## Quoted text
___
Research and Sponsored Projects

  • The College of Humanities and the Department of Chicana/o Studies has recently signed a Memorandum of Understanding between the United States Department of Agriculture’s Forest Service Outreach, Recruitment and Workforce Diversity Office and Chicana/o Studies.  This MOU will “assist the U.S. Forest Service in the accomplishment of critical community outreach” to “establish and strengthen relationships with diverse communities” and increase the “percentage of diverse students pursuing higher education degrees in natural resource careers.” 
  • CSUN is partnering with The University of Pennsylvania Graduate School of Education’s Center for Minority Serving Institutions on HSI Pathways to the Professoriate, which is supported by a $5.1 million grant from the Andrew W. Mellon Foundation.  The program, which is administered by the College of Humanities,  aims to prepare undergraduate students in the humanities and related fields to pursue a career in the professoriate by providing programming that prepares them for admission to and persistence through a Ph.D. program.  The grant supports research into the faculty pipeline for Latina/o students and has an aim of increasing the number of Latina/o professors working in the humanities at U.S. colleges and universities.  This program will prepare students to succeed in a Ph.D. program in the humanities or a related field.  “Cal State Northridge was honored to be selected to participate in the Pathways to the Professoriate initiative,” says Elizabeth Say, dean of CSUN’s College of Humanities. “We know well the quality of our students — what they sometimes lack is opportunity. This partnership with the Penn Center for Minority Serving Institutions and the Mellon Foundation will provide unparalleled opportunity for our students to achieve their educational goals. Together with our other institutional partners, we can begin to transform the professoriate to better reflect and serve the next generation of university students.”
___
## Stated problem 1
Turn the entries into a Markdown table with columns Row and Line, starting at their first line and stopping after the line containing "point(122, 139)". Leave out any blank lines.

## Given records
___
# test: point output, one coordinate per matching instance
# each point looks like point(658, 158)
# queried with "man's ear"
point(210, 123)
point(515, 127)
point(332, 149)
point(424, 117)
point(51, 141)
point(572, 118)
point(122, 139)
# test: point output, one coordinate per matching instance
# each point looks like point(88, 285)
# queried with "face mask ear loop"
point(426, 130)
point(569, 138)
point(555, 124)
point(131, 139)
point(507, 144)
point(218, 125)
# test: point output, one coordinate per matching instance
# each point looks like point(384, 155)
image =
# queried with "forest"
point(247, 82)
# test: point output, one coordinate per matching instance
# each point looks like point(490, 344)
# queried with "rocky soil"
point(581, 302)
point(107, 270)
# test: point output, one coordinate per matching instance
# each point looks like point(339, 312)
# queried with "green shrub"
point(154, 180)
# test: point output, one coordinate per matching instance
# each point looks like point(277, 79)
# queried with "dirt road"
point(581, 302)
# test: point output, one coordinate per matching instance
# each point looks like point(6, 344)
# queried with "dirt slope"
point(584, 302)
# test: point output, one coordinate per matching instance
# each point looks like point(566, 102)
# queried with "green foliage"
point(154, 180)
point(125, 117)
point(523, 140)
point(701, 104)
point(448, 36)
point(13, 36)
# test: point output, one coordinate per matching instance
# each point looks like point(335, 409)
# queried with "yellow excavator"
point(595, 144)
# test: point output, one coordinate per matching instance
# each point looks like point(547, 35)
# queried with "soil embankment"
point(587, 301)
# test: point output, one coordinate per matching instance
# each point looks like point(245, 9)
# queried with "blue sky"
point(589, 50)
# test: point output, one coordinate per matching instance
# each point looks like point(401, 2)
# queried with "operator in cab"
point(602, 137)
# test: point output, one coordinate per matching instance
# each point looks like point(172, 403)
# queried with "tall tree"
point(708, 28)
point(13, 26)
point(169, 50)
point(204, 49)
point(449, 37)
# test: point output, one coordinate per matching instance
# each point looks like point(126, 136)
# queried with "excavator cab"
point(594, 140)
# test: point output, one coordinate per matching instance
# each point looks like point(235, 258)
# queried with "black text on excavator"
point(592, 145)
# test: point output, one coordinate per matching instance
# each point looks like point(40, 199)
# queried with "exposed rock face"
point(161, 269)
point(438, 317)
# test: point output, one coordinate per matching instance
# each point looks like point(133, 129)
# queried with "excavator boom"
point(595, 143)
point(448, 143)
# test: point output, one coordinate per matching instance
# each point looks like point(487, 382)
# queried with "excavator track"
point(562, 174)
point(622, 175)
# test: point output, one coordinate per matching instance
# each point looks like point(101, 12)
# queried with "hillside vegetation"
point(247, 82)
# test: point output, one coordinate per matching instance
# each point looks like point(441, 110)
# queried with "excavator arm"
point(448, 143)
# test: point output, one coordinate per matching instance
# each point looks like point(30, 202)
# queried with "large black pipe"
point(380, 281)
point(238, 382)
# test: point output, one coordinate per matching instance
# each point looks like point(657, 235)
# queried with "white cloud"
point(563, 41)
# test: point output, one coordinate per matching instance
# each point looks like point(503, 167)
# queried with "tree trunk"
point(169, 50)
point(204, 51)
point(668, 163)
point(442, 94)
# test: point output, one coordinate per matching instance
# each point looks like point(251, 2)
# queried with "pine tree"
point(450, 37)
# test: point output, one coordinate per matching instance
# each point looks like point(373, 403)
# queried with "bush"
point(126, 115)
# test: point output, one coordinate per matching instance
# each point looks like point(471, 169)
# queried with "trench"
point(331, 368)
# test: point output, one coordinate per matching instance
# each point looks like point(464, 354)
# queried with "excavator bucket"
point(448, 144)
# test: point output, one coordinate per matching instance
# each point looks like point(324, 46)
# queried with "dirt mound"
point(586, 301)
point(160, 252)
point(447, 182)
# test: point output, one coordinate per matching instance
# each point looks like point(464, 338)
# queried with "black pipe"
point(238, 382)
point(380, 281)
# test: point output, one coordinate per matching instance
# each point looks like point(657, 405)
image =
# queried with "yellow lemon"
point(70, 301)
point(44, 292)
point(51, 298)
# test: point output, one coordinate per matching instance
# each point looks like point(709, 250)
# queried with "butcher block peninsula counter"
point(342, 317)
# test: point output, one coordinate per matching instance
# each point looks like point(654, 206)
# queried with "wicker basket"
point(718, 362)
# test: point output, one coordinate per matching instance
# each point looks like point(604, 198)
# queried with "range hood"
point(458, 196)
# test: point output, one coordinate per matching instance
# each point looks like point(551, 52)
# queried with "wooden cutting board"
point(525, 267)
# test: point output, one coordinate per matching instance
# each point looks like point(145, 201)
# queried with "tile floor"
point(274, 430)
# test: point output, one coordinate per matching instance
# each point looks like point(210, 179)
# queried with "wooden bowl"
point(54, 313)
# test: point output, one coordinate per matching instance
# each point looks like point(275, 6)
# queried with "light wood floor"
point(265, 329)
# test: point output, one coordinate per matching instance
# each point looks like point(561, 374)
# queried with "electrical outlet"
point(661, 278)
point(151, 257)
___
## Stated problem 2
Extend the research and sponsored projects text, picking up after its final sentence.

## Exercise response 1
| Row | Line |
|---|---|
| 1 | # test: point output, one coordinate per matching instance |
| 2 | # each point looks like point(658, 158) |
| 3 | # queried with "man's ear" |
| 4 | point(210, 123) |
| 5 | point(515, 127) |
| 6 | point(332, 149) |
| 7 | point(424, 117) |
| 8 | point(51, 141) |
| 9 | point(572, 118) |
| 10 | point(122, 139) |

## Exercise response 2
  • The College of Humanities has received funding from the National Security Agency and National Foreign Language Center to support a six-week, residential STARTALK Russian Language & Culture Immersion Program for 20 students in summer 2017. We recruit highly motivated undergraduate and high school students, especially those whose planned academic or career fields would be complemented by Russian language proficiency. During the six-week residential summer program, students interact in the target language 100% of the time, with in-class language instruction; evening and weekend cultural activities; mentorship with native Russian speakers; seminars with experts on Russian culture; and field excursions to Russian cultural venues, businesses, and communities.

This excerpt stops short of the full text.